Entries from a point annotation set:
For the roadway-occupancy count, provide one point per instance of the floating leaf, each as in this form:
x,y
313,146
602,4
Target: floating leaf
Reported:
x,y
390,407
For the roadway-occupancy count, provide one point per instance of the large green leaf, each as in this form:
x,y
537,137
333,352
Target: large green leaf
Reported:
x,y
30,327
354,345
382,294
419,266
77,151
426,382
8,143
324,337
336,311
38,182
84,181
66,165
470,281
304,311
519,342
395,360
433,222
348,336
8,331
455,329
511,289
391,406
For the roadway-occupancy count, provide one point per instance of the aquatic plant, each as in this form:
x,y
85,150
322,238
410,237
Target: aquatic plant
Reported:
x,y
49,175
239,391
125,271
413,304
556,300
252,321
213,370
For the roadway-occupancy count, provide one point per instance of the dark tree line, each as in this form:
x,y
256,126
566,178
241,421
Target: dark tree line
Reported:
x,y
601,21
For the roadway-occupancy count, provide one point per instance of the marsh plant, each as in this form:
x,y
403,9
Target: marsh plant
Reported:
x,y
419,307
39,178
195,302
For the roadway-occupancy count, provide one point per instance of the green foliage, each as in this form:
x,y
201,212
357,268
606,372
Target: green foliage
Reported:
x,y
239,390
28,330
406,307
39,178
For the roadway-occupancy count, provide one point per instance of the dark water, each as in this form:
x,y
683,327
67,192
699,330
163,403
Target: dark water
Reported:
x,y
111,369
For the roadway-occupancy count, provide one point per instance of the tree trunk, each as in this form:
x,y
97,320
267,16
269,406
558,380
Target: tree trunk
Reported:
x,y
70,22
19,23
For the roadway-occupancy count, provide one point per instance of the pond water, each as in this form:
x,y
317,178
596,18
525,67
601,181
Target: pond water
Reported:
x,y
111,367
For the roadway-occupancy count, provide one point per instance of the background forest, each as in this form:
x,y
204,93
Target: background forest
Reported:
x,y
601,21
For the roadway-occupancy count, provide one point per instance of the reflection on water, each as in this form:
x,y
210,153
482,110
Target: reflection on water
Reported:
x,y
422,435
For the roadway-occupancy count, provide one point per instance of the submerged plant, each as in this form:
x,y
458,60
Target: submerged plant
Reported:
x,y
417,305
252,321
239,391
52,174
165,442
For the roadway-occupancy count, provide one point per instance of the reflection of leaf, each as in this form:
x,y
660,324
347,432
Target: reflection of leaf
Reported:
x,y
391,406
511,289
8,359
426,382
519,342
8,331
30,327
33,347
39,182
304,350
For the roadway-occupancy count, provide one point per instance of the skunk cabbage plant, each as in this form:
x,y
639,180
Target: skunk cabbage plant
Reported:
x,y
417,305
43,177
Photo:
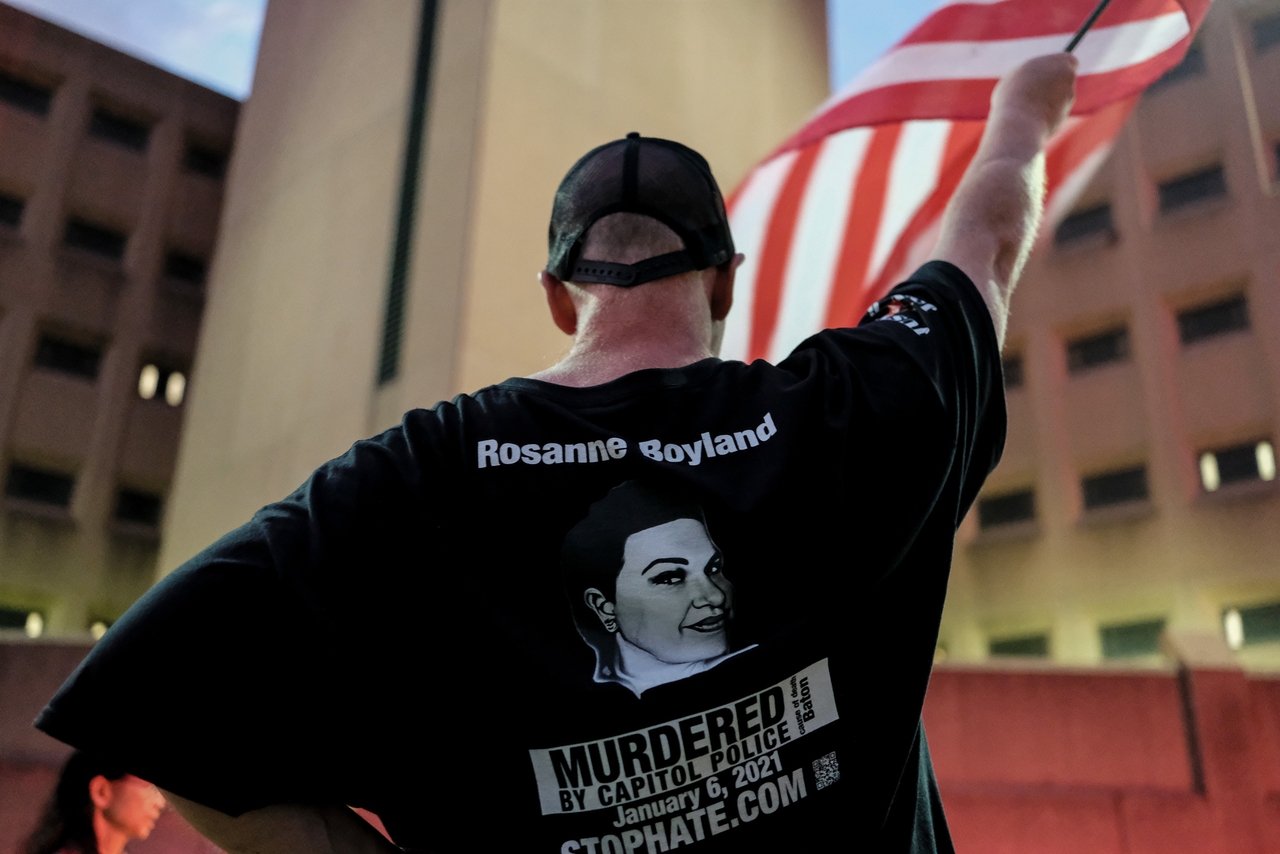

## [Work to complete]
Gather every line in the records above that contains the string "submerged", copying each such line in full. Treat uppercase and lowercase as different.

## [Written solution]
For the roadway-occupancy count, provide one point per instance of the submerged plant, each as in this form:
Target: submerged plant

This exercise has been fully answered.